**Data for review**
━━━━━━━━

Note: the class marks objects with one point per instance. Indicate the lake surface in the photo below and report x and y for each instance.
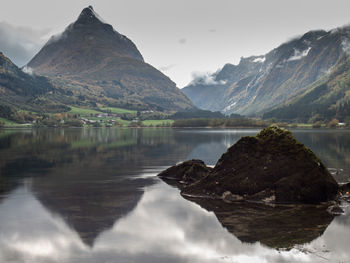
(92, 195)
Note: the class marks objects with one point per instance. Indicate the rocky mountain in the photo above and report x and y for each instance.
(20, 89)
(323, 100)
(98, 64)
(260, 83)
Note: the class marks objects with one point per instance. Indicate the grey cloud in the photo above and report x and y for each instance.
(166, 68)
(182, 41)
(20, 43)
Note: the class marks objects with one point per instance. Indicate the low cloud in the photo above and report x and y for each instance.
(346, 45)
(182, 40)
(27, 70)
(20, 44)
(205, 78)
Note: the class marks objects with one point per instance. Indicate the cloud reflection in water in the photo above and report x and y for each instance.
(163, 227)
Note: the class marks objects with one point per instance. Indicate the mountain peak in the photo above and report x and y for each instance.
(88, 15)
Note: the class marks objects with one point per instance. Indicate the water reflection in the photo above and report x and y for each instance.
(163, 227)
(91, 195)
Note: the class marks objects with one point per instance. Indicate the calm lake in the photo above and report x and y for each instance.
(92, 195)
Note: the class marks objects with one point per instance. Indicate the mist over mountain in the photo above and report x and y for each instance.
(95, 61)
(260, 83)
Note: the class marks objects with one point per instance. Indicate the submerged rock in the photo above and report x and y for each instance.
(186, 173)
(270, 167)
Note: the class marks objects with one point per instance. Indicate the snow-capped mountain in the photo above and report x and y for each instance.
(260, 83)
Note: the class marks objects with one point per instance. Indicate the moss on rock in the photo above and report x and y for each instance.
(270, 166)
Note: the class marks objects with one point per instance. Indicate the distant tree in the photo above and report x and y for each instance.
(333, 123)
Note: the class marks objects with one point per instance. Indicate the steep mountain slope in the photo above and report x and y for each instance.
(257, 84)
(19, 90)
(97, 62)
(322, 100)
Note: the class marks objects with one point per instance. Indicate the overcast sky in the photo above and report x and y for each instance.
(182, 37)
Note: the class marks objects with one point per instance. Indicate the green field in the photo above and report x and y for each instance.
(157, 122)
(83, 111)
(117, 110)
(9, 123)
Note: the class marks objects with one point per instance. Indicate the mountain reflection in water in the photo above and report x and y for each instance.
(91, 195)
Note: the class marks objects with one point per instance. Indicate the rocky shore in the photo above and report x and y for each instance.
(271, 167)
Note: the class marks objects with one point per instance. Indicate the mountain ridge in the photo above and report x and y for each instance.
(259, 83)
(97, 61)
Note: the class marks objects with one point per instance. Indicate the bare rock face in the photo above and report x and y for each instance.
(271, 167)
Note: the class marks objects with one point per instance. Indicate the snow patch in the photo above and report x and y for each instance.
(205, 78)
(28, 70)
(299, 54)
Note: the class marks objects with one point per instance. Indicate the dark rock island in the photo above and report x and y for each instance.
(272, 167)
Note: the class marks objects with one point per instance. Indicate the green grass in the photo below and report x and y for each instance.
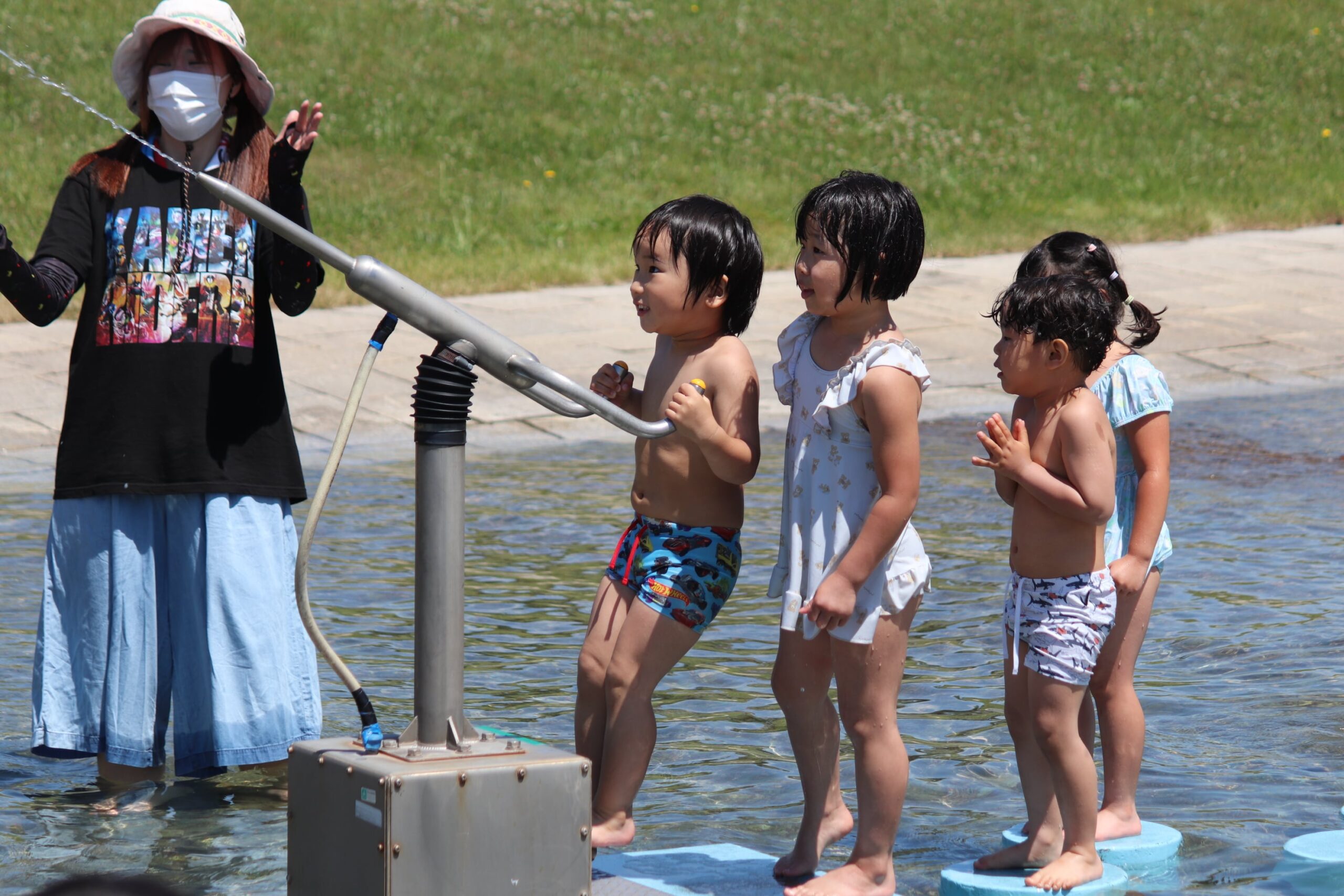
(1010, 120)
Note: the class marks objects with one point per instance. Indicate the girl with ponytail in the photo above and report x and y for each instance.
(1138, 542)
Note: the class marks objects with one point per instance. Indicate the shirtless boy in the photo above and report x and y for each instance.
(1057, 468)
(698, 270)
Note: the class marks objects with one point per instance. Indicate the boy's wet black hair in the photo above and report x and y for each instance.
(716, 239)
(1074, 253)
(877, 227)
(1062, 307)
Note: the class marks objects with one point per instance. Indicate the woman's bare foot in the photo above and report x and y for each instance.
(810, 846)
(1113, 824)
(850, 879)
(130, 800)
(1070, 870)
(1031, 853)
(617, 830)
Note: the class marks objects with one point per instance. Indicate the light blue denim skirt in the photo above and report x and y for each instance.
(176, 605)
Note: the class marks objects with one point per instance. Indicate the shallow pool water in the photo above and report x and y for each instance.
(1241, 675)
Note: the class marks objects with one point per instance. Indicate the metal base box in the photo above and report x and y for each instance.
(511, 820)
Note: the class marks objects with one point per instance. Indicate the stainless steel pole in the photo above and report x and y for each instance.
(443, 402)
(440, 644)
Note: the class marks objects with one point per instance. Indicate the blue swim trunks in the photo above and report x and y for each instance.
(683, 571)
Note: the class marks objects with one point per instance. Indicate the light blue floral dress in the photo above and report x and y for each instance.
(1129, 392)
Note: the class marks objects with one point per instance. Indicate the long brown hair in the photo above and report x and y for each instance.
(249, 145)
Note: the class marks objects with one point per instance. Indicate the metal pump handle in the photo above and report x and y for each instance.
(440, 319)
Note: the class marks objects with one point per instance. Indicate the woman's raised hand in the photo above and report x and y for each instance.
(300, 129)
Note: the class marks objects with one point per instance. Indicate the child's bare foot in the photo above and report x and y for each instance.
(128, 801)
(1031, 853)
(1113, 825)
(1070, 870)
(810, 846)
(617, 830)
(850, 879)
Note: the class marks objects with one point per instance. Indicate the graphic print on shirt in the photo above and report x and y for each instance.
(152, 299)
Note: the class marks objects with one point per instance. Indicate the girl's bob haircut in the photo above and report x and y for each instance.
(875, 226)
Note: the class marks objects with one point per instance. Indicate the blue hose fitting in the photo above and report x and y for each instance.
(371, 734)
(385, 330)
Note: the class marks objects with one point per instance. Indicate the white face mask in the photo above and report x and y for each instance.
(187, 102)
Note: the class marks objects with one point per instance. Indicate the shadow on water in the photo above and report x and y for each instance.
(1241, 675)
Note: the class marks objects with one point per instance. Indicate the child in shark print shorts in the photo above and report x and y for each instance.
(1064, 623)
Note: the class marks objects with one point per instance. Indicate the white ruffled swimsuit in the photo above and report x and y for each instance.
(831, 484)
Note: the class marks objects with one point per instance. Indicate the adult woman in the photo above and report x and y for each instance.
(170, 556)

━━━━━━━━

**Aim of the exercise**
Would you give the entries above again verbatim, omitting the images they contain?

**Task output**
Note: the class marks objects with one point per instance. Indicate the lake surface in the photo below and report x and y for each instance.
(92, 195)
Note: the class marks objects with one point per instance. Indicate the rocky mountain in the photo above and report x and y for each instance.
(20, 89)
(323, 100)
(98, 64)
(260, 83)
Note: the class marks objects with one point per instance. Indicate the grey cloud in the photo above and report x and y for each instance.
(166, 68)
(182, 41)
(20, 43)
Note: the class marks objects with one point per instance. Indicate the low cloud in the photo above and report x and y for each instance.
(346, 45)
(182, 40)
(27, 70)
(20, 44)
(205, 78)
Note: the class marks objects with one point per instance. Indicate the cloud reflection in water in the photo above and report x and y for each instance.
(163, 227)
Note: the class marks objects with one point per instance. Indicate the mountain peak in the photo above and report x and y for each instance.
(88, 15)
Note: the class marks objects with one point per instance. Indicate the water reflection in the photo above and report x and y for each instance.
(163, 227)
(91, 195)
Note: the class marks objects with one point per instance. Indicate the calm lake in the photo above and report x and y for each instance.
(92, 195)
Note: the class marks objects with one point per instance. Indicate the mist over mountain in the photo above and report x and y for each instance.
(95, 61)
(260, 83)
Note: the class marks objects with one point per instance. Indicate the submerged rock in the photo above and report x and y for each instance.
(186, 173)
(270, 167)
Note: the class marks objects with one point per instance. Indicate the snow-capped mountain in the photo above and report x and y for each instance.
(260, 83)
Note: the class marks objects with one point per instance. Indicate the moss on rock in the photo above and report x and y for each instance.
(270, 166)
Note: the class marks objects with one point per instance. Indicate the distant tree in the photo above and report x and y for each instance.
(333, 123)
Note: the class marks objects with one point per instance. Indicate the steep mountain slope in the photo above and report x and y for each instance.
(257, 84)
(19, 90)
(97, 62)
(322, 100)
Note: the class marks objects with one point per instance. Indicate the overcast sky in the photo above and report x and y for each instance.
(182, 37)
Note: the class marks objects with one point per instance. Indicate the green field in the photo above and report x and y for each instance.
(157, 122)
(83, 111)
(117, 110)
(9, 123)
Note: the class marks objects with one point per instance. Indicate the mountain reflection in water in the photo above and report x and y for each instance.
(91, 195)
Note: the class marks objects with one point per instance. Indicate the rocky shore in the photo above and report x and y for each instance.
(271, 167)
Note: the class marks objects with one point per instance. Indicate the mountain ridge in the photo above and report x and y for each instance.
(259, 83)
(97, 61)
Note: the class marks objects with one point per instance. Indicate the bare rock face in the photo above and report x and y for each instance.
(271, 167)
Note: the class marks objects with one point per instance. Indicate the snow patch in the photo above and report x and y for each instance.
(205, 78)
(28, 70)
(299, 54)
Note: the class marks objects with one point per instance. Indicate the dark rock island in the photo above and report x and y for each instance.
(272, 167)
Note: the class marks objects with one point per instance. Indicate the green grass in the photo below and report x and y for each instance.
(1010, 120)
Note: the class marks objects with one point per instance. Indicate the girl with ponytail in the photo above and report x and y for each instance.
(1138, 542)
Note: the class marks objects with one point per instance. Indicate the shirtless boy in the photo above and report x and y for each instance.
(1057, 468)
(698, 270)
Note: the class marks objects with one point per instance. Indicate the boy's wet black hair in the photo above and report x and y for each instance.
(716, 239)
(1074, 253)
(877, 227)
(1062, 307)
Note: the class marks objects with one point per instance. Indicate the woman's bare foot in the photo above and report x and y for each instance.
(810, 846)
(1113, 824)
(850, 879)
(130, 800)
(1070, 870)
(1031, 853)
(617, 830)
Note: the class marks objects with one point per instance. Indicate the light blue denim skirt in the photo above and report x and y for each instance.
(176, 605)
Note: the class marks objects with one point per instance. Indicate the shallow pool water in the photo above and report x and y for each instance.
(1241, 675)
Note: the class marks objects with one point per instance. Indicate the metal base box in the photo above and report x and y for each instance.
(511, 820)
Note: the class marks objects with one point per instance. Indicate the stainless steel pole in the photo above and report x and y for each instance.
(443, 402)
(440, 644)
Note: the class marks objects with one point per instance. Indicate the blue swim trunks in the photo above and report x and y for each instance.
(683, 571)
Note: the class marks objects with one point per instance. Indicate the light blue floral dress in the photo above and report x and y for each instance.
(1129, 392)
Note: the class marks objects with one point per instance. Indicate the long brown hair in the photo above and report x and y for each instance.
(249, 145)
Note: the class marks objects with one point per instance. Indicate the metal pump handle in the photo above and report x and y for each instance.
(440, 319)
Note: the class marks objects with one point per instance. Indicate the woman's raised hand in the photo above and report x and y for each instance.
(300, 129)
Note: the class marks objects with one point per instance. Indicate the child's bare foot in the photo above and report x and y for each instance.
(128, 801)
(1031, 853)
(1113, 825)
(1070, 870)
(810, 846)
(617, 830)
(850, 879)
Note: the class marks objects with one point per instance. Indicate the graphic print on shirt in the photo above and report x and y for each instance.
(152, 299)
Note: the class marks objects with one point per instance. Indicate the girl's bob haircut in the photo above and report x and y for each instance.
(875, 226)
Note: the class marks objects with one point per instance. Indicate the blue hose fitting in the photo above and report x and y for each instance.
(371, 734)
(385, 330)
Note: the class marks objects with one point per instance. Indicate the white face mask in the photo above and report x and y for each instance.
(187, 102)
Note: the class marks objects with one point per instance. Indicate the shadow on water in the photo above and report x and y for each instance.
(1241, 675)
Note: the class marks objects with one point per instance. Indicate the child in shark print shorts in the photo above and report x and y for each instance.
(1064, 623)
Note: the class marks objects with one point per instance. Indicate the white ruffled swimsuit in the photo above and report x and y for each instance.
(831, 484)
Note: the class marks objects with one point per instance. Indicate the adult woman in the photo above and report x and y for each instance.
(170, 556)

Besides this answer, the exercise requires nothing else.